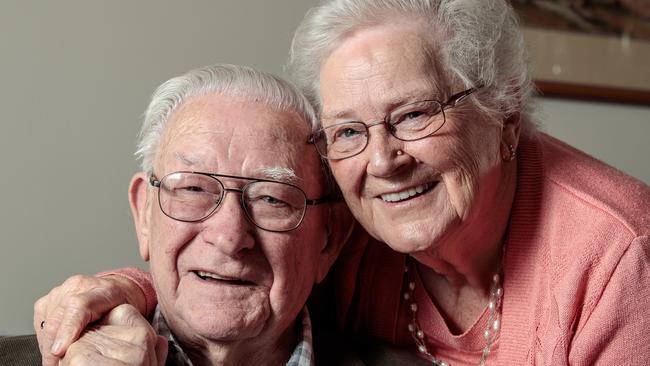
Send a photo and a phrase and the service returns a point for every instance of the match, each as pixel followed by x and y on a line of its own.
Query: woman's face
pixel 416 195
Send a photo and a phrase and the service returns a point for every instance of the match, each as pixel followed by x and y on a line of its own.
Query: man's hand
pixel 122 337
pixel 61 315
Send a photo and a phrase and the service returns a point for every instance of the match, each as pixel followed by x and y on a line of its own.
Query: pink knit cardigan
pixel 576 272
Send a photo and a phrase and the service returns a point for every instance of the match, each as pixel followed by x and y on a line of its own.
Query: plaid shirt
pixel 303 354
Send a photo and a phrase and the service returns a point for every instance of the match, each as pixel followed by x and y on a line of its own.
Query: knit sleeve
pixel 615 333
pixel 141 279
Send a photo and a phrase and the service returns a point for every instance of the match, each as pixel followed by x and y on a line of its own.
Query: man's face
pixel 260 280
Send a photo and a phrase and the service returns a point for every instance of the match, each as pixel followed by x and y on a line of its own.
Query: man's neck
pixel 266 350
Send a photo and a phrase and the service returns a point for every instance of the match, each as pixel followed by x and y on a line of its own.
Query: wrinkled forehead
pixel 226 135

────────────────────

Task requirements:
Could you quote every line of the records above verbatim, leaving the pictures out of your answer?

Response:
Send a photo and a phrase and the service returns a point for every instance of the match, each as pixel followed by x and y on a line of its own.
Query: woman's face
pixel 416 195
Send a photo and a phrase and the service returns a point for every instance of the match, each as pixel followed by x and y on a line of its own.
Query: man's hand
pixel 122 337
pixel 61 315
Send a photo and a phrase and the service returns a point for every instance of the match, each as pixel followed by x and y on a line of its own.
Query: pink knit cardigan
pixel 576 272
Send a photo and a phrase and the service returns a point for every instance of the match, each as pixel followed by x and y on a line of its own.
Query: plaid shirt
pixel 303 354
Send a photo and a phrase and the service returns a point for every instance of the match, each as pixel followed by x and y on a line of its own.
Query: knit sleeve
pixel 615 333
pixel 141 279
Send a photo and a phrase and the service returns a point for every instance of the match, each as pixel followed by x and y on a line of its own.
Query: man's face
pixel 260 280
Send a photo and a phrase and the service returns a point for every instance of the match, each as pixel followed by x and y on a line of its own.
Query: man's neck
pixel 266 350
Send a photo and a phrase and the service returns a point for every instance of the match, each as pixel followed by x and y on a line of its own.
Query: wrinkled forehead
pixel 226 135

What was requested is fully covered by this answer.